**RECORDS SHOWN:**
::::::::
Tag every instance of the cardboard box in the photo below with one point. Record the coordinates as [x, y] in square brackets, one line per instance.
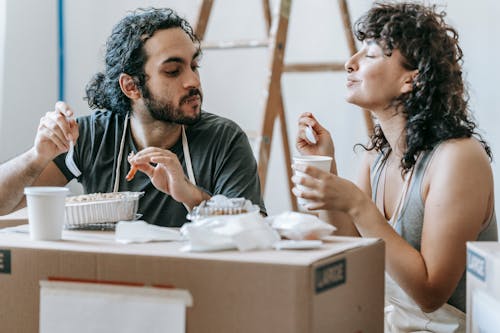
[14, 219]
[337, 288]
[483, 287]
::::::::
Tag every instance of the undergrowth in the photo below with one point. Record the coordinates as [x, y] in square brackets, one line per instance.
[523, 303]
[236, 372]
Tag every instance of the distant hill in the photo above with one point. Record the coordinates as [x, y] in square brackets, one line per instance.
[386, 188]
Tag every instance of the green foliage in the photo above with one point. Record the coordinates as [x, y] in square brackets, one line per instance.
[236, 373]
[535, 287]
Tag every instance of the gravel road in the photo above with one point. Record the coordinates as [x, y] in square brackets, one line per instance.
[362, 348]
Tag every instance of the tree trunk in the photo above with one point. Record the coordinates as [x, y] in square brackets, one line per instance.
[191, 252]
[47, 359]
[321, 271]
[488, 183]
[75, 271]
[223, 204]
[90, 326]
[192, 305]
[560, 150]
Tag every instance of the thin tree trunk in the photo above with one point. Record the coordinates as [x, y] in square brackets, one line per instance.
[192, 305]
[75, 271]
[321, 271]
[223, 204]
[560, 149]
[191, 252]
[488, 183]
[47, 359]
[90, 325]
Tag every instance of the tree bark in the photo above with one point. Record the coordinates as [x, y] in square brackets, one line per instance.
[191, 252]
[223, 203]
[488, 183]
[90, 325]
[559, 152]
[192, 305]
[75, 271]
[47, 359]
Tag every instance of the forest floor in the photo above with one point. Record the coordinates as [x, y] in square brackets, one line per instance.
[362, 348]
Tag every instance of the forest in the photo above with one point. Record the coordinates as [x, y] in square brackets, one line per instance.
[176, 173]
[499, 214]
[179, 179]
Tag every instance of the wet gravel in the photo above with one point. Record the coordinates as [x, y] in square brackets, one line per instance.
::::::::
The reply should hold only the lines of the listing above starting at the line containing "Tag every instance of the forest floor" and ending at the line containing "Tag every instance of the wet", exactly as written.

Tag every instance of the forest floor in the photo above with one point. Record the coordinates as [x, y] in square brackets, one line per instance.
[362, 348]
Tag every instance of the forest in the photo above with one point. Record the coordinates as [x, y] in square brackets, one line per instance.
[176, 173]
[499, 214]
[179, 179]
Tag every instance of the wet gravel in the photo above with one point. Record the coordinates as [x, y] in square brackets, one line per instance.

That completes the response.